**TESTO DA LEGGERE**.
════
I tormenti del professore di lettere

So che a qualcuno sembrerà strano. Un atteggiamento arretrato e nostalgico. Ma io sono diventata insegnante perché, guarda guarda, credevo (credo) che valesse la pena trasmettere il mio amore per la letteratura. Soprattutto per la letteratura apparentemente più inattuale. Quella che sembra più inutile. Archeologia letteraria. Se ammetto che mi piacciono i Sepolcri di Foscolo e che vorrei non venissero dimenticati, mi devo vergognare? Se dichiaro pubblicamente che giudico i Promessi Sposi (sì, il vituperato e protodemocristiano Manzoni, proprio lui) un grandissimo romanzo, sarò costretta a inginocchiarmi sui ceci? Se credo ancora che bisognerebbe perdere un po’ di tempo a leggere persino Parini? E Alfieri? Che penitenza mi tocca per aver scritto e pubblicato un indegno commento alla Satira V di Orazio? Del mio amore per Leopardi che devo farne?

Ognuno ha le sue perversioni. La mia, per esempio, è quella di pensare che, nel gioco delle interpretazioni, bisogna far mostra di umiltà, e studiare. Rispettare i testi, guardarli con lo sguardo prudente e tuttavia penetrante della filologia. Dopo, solo dopo, possiamo giocare. Insegnare (lasciare il segno) è un affar serio. Sei intrappolato nel passato ma devi guardare al futuro con occhio vigile.

Io sono una forza del Passato. 
Solo nella tradizione è il mio amore. 
Vengo dai ruderi, dalle chiese, 
dalle pale d’altare, dai borghi 
abbandonati sugli Appennini o le Prealpi, 
dove sono vissuti i fratelli. 
Giro per la Tuscolana come un pazzo, 
per l’Appia come un cane senza padrone. 
O guardo i crepuscoli, le mattine 
su Roma, sulla Ciociaria, sul mondo, 
come i primi atti della Dopostoria, 
cui io assisto, per privilegio d’anagrafe, 
dall’orlo estremo di qualche età 
sepolta. Mostruoso è chi è nato 
dalle viscere di una donna morta.
════
**SEZIONE DATI**.
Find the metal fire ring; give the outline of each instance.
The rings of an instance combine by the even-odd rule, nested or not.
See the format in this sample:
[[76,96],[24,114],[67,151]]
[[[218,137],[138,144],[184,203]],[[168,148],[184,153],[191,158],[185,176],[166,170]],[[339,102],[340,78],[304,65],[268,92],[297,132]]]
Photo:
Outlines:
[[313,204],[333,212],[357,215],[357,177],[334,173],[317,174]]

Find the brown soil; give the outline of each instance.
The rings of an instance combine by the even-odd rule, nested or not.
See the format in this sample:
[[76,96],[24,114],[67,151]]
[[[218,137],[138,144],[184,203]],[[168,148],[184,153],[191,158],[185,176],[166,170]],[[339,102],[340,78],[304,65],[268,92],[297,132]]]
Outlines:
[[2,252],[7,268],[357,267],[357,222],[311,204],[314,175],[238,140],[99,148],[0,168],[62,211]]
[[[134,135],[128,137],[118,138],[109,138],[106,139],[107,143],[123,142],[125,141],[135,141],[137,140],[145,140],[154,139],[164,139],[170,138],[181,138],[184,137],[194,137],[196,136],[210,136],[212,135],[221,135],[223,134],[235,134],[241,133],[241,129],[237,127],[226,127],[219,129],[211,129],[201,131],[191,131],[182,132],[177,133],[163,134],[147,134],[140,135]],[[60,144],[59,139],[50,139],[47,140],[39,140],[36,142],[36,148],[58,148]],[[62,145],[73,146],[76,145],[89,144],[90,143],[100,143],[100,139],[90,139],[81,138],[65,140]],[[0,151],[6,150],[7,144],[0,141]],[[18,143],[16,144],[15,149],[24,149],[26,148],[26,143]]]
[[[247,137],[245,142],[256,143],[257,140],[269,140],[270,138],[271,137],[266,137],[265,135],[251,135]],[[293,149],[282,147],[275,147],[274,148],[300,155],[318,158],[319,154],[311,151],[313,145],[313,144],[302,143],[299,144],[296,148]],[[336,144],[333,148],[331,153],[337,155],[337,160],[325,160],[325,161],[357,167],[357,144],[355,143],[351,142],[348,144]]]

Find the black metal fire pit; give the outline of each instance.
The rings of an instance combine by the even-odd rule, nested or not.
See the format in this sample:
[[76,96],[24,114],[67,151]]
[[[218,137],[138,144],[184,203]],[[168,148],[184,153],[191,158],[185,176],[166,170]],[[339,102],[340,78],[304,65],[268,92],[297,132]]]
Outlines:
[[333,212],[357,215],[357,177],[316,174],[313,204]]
════
**CONSEGNA**. Per favore, riporta dal testo sui tormenti del professore di lettere tutto ciò che va da "So che a qualcuno" giù fino a "che devo farne?". L'elenco riportato sopra non serve.

**LA RISPOSTA**.
So che a qualcuno sembrerà strano. Un atteggiamento arretrato e nostalgico. Ma io sono diventata insegnante perché, guarda guarda, credevo (credo) che valesse la pena trasmettere il mio amore per la letteratura. Soprattutto per la letteratura apparentemente più inattuale. Quella che sembra più inutile. Archeologia letteraria. Se ammetto che mi piacciono i Sepolcri di Foscolo e che vorrei non venissero dimenticati, mi devo vergognare? Se dichiaro pubblicamente che giudico i Promessi Sposi (sì, il vituperato e protodemocristiano Manzoni, proprio lui) un grandissimo romanzo, sarò costretta a inginocchiarmi sui ceci? Se credo ancora che bisognerebbe perdere un po’ di tempo a leggere persino Parini? E Alfieri? Che penitenza mi tocca per aver scritto e pubblicato un indegno commento alla Satira V di Orazio? Del mio amore per Leopardi che devo farne?